Referring expression pointing data:
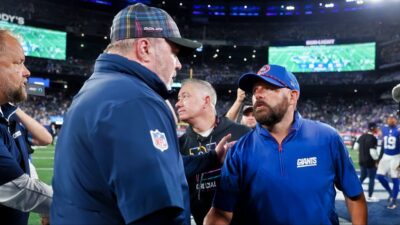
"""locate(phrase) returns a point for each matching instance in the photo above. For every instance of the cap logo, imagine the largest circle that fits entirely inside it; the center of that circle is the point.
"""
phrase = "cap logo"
(264, 69)
(153, 29)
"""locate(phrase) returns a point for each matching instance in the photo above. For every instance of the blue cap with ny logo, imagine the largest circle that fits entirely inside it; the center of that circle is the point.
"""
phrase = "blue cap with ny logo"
(272, 74)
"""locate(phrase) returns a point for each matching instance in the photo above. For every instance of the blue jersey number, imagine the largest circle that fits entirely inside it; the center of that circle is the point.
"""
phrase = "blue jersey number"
(389, 142)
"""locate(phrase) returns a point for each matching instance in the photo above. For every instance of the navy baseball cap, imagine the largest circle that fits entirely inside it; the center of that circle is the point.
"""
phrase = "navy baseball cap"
(139, 20)
(371, 125)
(272, 74)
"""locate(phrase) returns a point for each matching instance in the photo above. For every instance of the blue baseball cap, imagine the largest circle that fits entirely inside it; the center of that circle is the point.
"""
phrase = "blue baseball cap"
(272, 74)
(140, 20)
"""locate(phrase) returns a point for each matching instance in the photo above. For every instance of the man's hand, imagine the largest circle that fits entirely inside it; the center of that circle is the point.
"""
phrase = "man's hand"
(223, 147)
(45, 220)
(241, 95)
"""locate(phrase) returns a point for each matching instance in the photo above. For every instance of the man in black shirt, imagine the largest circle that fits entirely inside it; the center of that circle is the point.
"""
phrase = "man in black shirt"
(368, 156)
(196, 106)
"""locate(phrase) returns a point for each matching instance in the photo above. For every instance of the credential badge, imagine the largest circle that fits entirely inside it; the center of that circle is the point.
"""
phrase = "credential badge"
(159, 140)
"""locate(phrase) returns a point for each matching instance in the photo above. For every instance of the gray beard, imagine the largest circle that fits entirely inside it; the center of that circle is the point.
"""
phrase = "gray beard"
(274, 116)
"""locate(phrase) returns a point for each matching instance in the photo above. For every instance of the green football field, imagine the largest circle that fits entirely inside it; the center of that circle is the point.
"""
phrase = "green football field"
(39, 42)
(324, 58)
(43, 160)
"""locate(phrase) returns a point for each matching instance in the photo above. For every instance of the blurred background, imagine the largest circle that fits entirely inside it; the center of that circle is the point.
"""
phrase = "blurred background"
(345, 53)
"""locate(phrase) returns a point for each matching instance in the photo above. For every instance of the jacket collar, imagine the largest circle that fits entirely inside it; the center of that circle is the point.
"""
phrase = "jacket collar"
(116, 63)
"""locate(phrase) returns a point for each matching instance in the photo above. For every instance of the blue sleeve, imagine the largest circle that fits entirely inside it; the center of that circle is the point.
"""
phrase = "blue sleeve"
(9, 167)
(195, 164)
(346, 178)
(227, 193)
(139, 156)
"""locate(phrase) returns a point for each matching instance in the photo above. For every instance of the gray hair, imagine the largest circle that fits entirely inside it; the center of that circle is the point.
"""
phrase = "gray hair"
(121, 46)
(4, 34)
(204, 86)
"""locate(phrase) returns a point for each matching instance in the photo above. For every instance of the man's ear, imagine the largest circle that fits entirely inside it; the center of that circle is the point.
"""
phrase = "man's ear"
(294, 96)
(143, 49)
(207, 99)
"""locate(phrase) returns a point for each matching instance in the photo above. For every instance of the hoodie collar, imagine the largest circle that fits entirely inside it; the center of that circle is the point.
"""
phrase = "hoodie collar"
(117, 63)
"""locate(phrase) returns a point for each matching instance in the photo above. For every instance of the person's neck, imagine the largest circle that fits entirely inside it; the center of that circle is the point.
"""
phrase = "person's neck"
(203, 123)
(280, 130)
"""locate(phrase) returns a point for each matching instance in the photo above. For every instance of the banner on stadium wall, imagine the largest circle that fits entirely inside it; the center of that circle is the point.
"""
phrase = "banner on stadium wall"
(12, 18)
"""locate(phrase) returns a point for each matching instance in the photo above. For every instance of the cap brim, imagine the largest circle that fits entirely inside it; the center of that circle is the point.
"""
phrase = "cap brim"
(248, 109)
(247, 81)
(186, 46)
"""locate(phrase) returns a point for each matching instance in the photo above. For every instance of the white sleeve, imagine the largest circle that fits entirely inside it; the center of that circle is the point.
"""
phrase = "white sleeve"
(32, 170)
(356, 146)
(27, 194)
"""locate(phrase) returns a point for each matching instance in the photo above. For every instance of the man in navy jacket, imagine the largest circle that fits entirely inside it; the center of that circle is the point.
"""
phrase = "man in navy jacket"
(117, 159)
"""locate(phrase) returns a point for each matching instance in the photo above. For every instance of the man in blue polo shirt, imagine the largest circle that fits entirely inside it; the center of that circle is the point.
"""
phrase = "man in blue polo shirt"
(286, 169)
(390, 161)
(117, 159)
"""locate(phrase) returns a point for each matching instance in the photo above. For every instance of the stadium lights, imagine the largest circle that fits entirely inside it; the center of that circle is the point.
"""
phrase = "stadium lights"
(290, 8)
(329, 5)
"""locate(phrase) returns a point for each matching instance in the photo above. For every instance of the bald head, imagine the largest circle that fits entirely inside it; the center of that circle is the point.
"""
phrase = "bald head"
(5, 38)
(203, 87)
(13, 73)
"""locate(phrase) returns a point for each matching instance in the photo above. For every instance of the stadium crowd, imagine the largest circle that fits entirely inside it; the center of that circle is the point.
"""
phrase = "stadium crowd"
(345, 114)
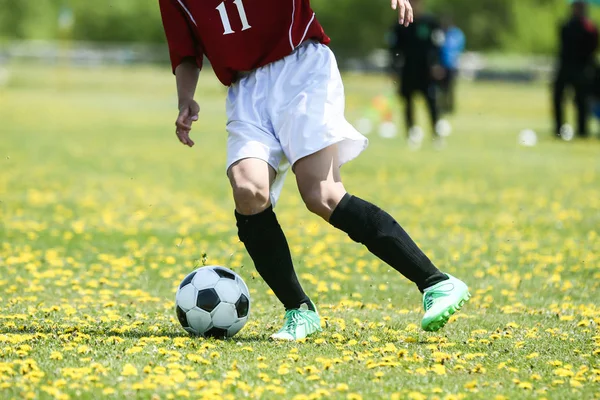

Task to complete
Every line of the records above should be reproduced exactly, with no pictures included.

Solution for this exercise
"""locate(phrase) returns a point for each matching instance in the photo above. For every instance of the cap logo, imagine the largest circle that fits entirely inside it; the center of that circle is the point.
"""
phrase = "cap logo"
(264, 69)
(153, 29)
"""locate(phrase) returns a point for each matching instance in the photo above. For every instance of the blue cap with ny logo, imagine the largest circle that fits entirely inside it; the center of that circle is the point.
"""
phrase = "blue cap with ny logo"
(272, 74)
"""locate(phrase) returns a point for each matching instance in the photo above. For every instance of the blue jersey number, imagine the largest circle that fits entirely inside it; the center of that circle is the point.
"""
phrase = "blue jersey number"
(389, 142)
"""locate(phrase) returns a point for each matching instance in the photo above. For every instance of the navy baseball cap, imagine the largest circle that fits entirely inside it; the center of that circle is the point.
"""
phrase = "navy baseball cap"
(139, 20)
(371, 125)
(272, 74)
"""locate(phrase) returns a point for each matching instance in the photo above. For every instance of the blue baseball cap, imagine the largest circle that fits entirely inside it; the center of that circle is the point.
"""
phrase = "blue baseball cap"
(272, 74)
(140, 20)
"""locate(phrase) returns a point for each matching instance in the photo above. For every instance of the man's hand, imagine the largest circle that fits entirely inside it; the center of that circle is the point.
"""
phrase = "man's hand"
(223, 147)
(45, 220)
(241, 95)
"""locate(phrase) returns a point for each matching instance in the photo above. For every instance of the man in black shirt, imagine the largest circle that fits entirely inside it; the center of that circle is the point.
"""
phrase = "man in black shirt"
(368, 156)
(196, 106)
"""locate(phrase) returns a point for each matching instance in the photo above. For every instance of the credential badge, imagine the largest circle that fits entirely inside it; the center of that circle is the point.
"""
phrase = "credential badge"
(159, 140)
"""locate(phrase) returns a point for each matching instance in the photo above. For every instance of the gray beard, imagine the largest circle that fits entirely inside it; the center of that circle is the point.
"""
phrase = "gray beard"
(274, 116)
"""locate(phrase) returns a point for each matching instance in the photo above. For every instance of the green football field, imagine the largest circle that fits entirely inside it; the center of that circle is the point.
"""
phrase = "green football field"
(39, 42)
(324, 58)
(43, 160)
"""locate(phrase) returns a point for each matching instance in the photo above. For every instance of the blurred background, imagine the largest circle that fits entirely inside it; the center of that circle is the point.
"""
phrase = "blurred background"
(345, 53)
"""locate(phrase) returns a point for each matching instance in the photo above. For every instance of the jacket collar, imagine the largest circle that fits entirely inside it; the center of that circle is the point.
"""
phrase = "jacket collar"
(116, 63)
"""locate(phrase) returns a point for each matching instance in the photo above. For every instance of the blue sleeve, imagine the largest circle that fits entirely inside it; the center of that circle is the point.
"""
phrase = "blue sleeve"
(9, 167)
(195, 164)
(346, 178)
(227, 193)
(139, 156)
"""locate(phrase) returns a point for each matching instance in the photo above. For every instance of the gray hair, imagine the largest circle that fits entirely inside it; the center of that circle is the point.
"""
phrase = "gray hair"
(121, 46)
(4, 34)
(204, 86)
"""locate(phrase) returns a point for each matching instance in the photo above. For every instance of the man's ear, imagine the largest circle that fits entirely inside it; the center of that circle is the point.
"""
phrase = "man's ear"
(294, 96)
(143, 49)
(207, 99)
"""locate(phrase) returns a point for each matching instance in the photo above. For every instance of the hoodie collar, imagine the largest circle that fits entirely inside it; the center of that circle is the point.
"""
phrase = "hoodie collar"
(117, 63)
"""locate(phrase) returns a point for each matching instance in the photo above. For every instance of the person's neck, imagine the largest circle that fits entirely inside it; the center of that circle is the point.
"""
phrase = "person's neck"
(203, 123)
(280, 130)
"""locate(phrase) returns a point for each matching instance in the photo above. For every instance of the banner on stadium wall, imagine the largest circle that fits entirely inside it; the center of that circle is the point.
"""
phrase = "banner on stadium wall"
(12, 18)
"""locate(phrase) returns a point for each matching instance in the photo above. For every instance of the cap brim, imagine the largest circle that fits entirely inside it; the center of that circle is the point.
"""
phrase = "cap brim"
(248, 109)
(247, 81)
(186, 46)
"""locate(phrase) returns a point for each matching instance in the photo above. For every instance of the white sleeve, imagine the largest circle that fits entirely inside it; the center of that circle is the point.
"""
phrase = "white sleeve"
(32, 170)
(356, 146)
(27, 194)
"""locate(phrase) returns a point for each matching instance in the photo above. For every instance of the man in navy jacket, imagine the largest circle that fits entirely inside it; the center of that circle is the point.
"""
phrase = "man in navy jacket"
(117, 159)
"""locate(phrase) returns a point for each matching instance in the photo above. For every instance of the man in blue polo shirt, imagine the largest circle that fits entirely inside it; the center of that circle is the point.
"""
phrase = "man in blue polo shirt"
(286, 169)
(390, 161)
(117, 159)
"""locate(phrase) returns a point for each matching instance in the photo above. For every instance of the stadium lights, imagine the largest circle that fits entirely inside it; the center of that circle is the point.
"""
phrase = "stadium lights"
(290, 8)
(329, 5)
"""locate(phrase) returns a point for each matching instance in the photo above. For every instance of the bald head, imagine the largest circle that fits entirely inside it; the center of that circle is the point.
"""
phrase = "bald head"
(5, 38)
(203, 87)
(13, 73)
"""locate(phrase) returns a point for each matching instance in the photo above. For every instance of the stadium crowd, imagine the largest circle that fits entirely inside it; the center of that circle is the point.
"""
phrase = "stadium crowd"
(345, 114)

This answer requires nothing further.